*Directions*
Could you arrange the lines below as a numbered list, leaving out any blank lines?

Dataset records on object locations
● ● ● ●
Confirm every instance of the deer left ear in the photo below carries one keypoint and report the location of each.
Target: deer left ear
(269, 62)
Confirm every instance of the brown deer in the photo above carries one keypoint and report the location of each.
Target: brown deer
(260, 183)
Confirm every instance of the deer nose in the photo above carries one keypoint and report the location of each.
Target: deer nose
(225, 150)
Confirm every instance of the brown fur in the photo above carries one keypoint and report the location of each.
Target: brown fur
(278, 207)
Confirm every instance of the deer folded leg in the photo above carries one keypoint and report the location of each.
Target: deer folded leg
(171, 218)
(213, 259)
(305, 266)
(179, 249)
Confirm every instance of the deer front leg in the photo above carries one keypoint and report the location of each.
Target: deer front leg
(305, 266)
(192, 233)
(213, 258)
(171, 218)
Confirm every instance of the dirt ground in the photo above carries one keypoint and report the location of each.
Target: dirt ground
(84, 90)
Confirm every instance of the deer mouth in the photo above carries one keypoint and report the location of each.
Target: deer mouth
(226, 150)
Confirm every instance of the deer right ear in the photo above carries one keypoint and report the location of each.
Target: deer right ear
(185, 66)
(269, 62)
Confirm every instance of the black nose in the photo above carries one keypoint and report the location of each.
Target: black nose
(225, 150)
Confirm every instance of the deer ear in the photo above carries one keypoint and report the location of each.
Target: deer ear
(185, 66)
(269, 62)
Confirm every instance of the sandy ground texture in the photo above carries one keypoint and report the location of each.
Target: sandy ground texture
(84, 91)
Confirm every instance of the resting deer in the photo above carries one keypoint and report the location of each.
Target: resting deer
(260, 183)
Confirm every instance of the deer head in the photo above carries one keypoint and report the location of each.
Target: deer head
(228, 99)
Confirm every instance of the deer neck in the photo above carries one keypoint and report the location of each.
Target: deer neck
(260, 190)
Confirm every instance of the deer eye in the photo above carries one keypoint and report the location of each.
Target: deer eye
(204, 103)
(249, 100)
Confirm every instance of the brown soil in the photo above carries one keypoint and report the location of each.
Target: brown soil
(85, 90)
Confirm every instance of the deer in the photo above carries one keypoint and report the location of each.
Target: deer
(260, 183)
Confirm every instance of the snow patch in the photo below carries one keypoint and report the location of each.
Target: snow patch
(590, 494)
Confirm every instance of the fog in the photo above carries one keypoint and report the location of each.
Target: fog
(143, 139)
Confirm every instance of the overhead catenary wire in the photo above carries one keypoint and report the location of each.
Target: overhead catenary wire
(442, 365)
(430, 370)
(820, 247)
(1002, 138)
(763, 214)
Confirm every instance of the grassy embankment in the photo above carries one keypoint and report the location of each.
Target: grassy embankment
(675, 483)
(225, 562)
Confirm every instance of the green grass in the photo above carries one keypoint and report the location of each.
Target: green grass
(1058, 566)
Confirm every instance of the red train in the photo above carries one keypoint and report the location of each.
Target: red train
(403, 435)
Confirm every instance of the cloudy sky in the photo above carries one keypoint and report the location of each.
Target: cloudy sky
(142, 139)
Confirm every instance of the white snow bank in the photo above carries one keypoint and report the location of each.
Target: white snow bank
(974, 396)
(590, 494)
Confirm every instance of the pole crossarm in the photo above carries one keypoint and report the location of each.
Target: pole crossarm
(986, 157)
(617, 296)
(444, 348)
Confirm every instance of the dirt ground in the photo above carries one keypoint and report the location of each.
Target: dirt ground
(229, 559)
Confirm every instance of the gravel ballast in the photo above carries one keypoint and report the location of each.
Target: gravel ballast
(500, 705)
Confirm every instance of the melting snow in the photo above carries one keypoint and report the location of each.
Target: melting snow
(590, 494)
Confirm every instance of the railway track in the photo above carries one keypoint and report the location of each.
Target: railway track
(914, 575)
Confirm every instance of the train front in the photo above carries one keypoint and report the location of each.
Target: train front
● ● ● ●
*Output below*
1. Confirm every instance of the deer left ear in the photo below carries one keypoint and report the location of each.
2. Target: deer left ear
3. (269, 62)
4. Confirm every instance of the brown deer in the photo above carries one keypoint and report the location of each.
5. Target: brown deer
6. (260, 183)
7. Confirm every instance of the deer nose in the photo above carries one keypoint and report the location of each.
8. Target: deer nose
9. (225, 150)
10. Confirm every instance of the brown fur in the photo above carries one keypoint and report the location of each.
11. Target: brown fur
12. (278, 207)
13. Confirm every instance of the deer folded leg in the photo above carries one keypoint and report the location of each.
14. Target: deer folded leg
15. (171, 218)
16. (213, 259)
17. (305, 266)
18. (179, 249)
19. Confirm every instance of the deer front leg in the photo above carries one keypoint and report the location of each.
20. Target: deer front leg
21. (305, 266)
22. (192, 233)
23. (213, 258)
24. (171, 218)
25. Confirm every instance of the dirt ground in the photo above carries one keypoint and report the location of each.
26. Target: dirt ground
27. (84, 90)
28. Confirm every instance of the deer mouth in the photo above carries one keypoint and report the location of each.
29. Target: deer mouth
30. (226, 150)
31. Confirm every instance of the deer right ear in the photo above carries one keypoint and report the location of each.
32. Target: deer right ear
33. (185, 66)
34. (269, 62)
35. Confirm every instance of the black nose in the photo above carries one keypoint and report the location of each.
36. Target: black nose
37. (225, 150)
38. Confirm every instance of the deer ear in the photo above carries one keypoint and report the location of each.
39. Target: deer ear
40. (185, 66)
41. (269, 62)
42. Confirm every instance of the sandy ground texture in the photo above carries one keypoint and report the location of each.
43. Target: sandy ground texture
44. (84, 91)
45. Confirm every instance of the resting deer in the photo above carries one keypoint and report the location of each.
46. Target: resting deer
47. (260, 183)
48. Confirm every instance of the deer head in the photo above carries one keypoint and report the location of each.
49. Target: deer head
50. (228, 99)
51. Confirm every instance of the deer neck in the photo above carries one keypoint and report the location of each.
52. Target: deer neck
53. (260, 190)
54. Confirm every instance of the deer eye in the photo above carries one keypoint and report the location of each.
55. Target: deer eye
56. (204, 103)
57. (249, 100)
58. Confirm every instance of the brown soil in the photo above carries one keypoint and report the location of each.
59. Target: brown soil
60. (85, 90)
61. Confirm every instance of the deer in the photo above carries one keypoint and report the location of each.
62. Target: deer
63. (260, 183)
64. Confirm every instance of the snow patch in the photo below carries one keypoint and report the location of each.
65. Target: snow patch
66. (590, 494)
67. Confirm every instance of the fog in the photo above carries one keypoint and report the location of each.
68. Target: fog
69. (143, 139)
70. Confirm every instance of the overhead catenary wire in the photo above carries one keypoint and report the location of each.
71. Target: overhead catenary wire
72. (442, 365)
73. (430, 370)
74. (820, 247)
75. (1002, 138)
76. (763, 214)
77. Confirm every instance of the grassy embankment in the photo above carries one keypoint and report the location of each.
78. Target: grassy embankment
79. (675, 483)
80. (225, 562)
81. Confirm every instance of the green grass in the photo above carries one keypoint and report the location of each.
82. Target: green grass
83. (1058, 566)
84. Confirm every instance of the red train in the photo above carries one keypoint and report the location of each.
85. Target: red train
86. (403, 435)
87. Confirm every instance of the cloudy sky in the photo above carries one keypoint and report the location of each.
88. Target: cloudy sky
89. (142, 139)
90. Confirm every instance of the white snow bank in the photo above carries one keypoint and report the location of each.
91. Target: white snow bank
92. (974, 396)
93. (590, 494)
94. Confirm every instance of the pole crossarm in the photo above carries one keypoint and report the location of each.
95. Target: pole crossarm
96. (986, 157)
97. (617, 296)
98. (444, 348)
99. Confirm every instance of the dirt ground in the photo above carries one keypoint and report the location of each.
100. Target: dirt ground
101. (229, 559)
102. Confirm every instance of the gravel ballast in the photo above carries one keypoint and report the location of each.
103. Target: gravel ballast
104. (500, 705)
105. Confirm every instance of the melting snow in the photo above carries one keypoint and report the location of each.
106. Target: melting snow
107. (590, 494)
108. Confirm every instance of the railway track in the photo above carries one keypoint and report the location of each.
109. Target: railway track
110. (914, 575)
111. Confirm every instance of the train front in the photo above carries one keypoint and report the location of each.
112. Target: train front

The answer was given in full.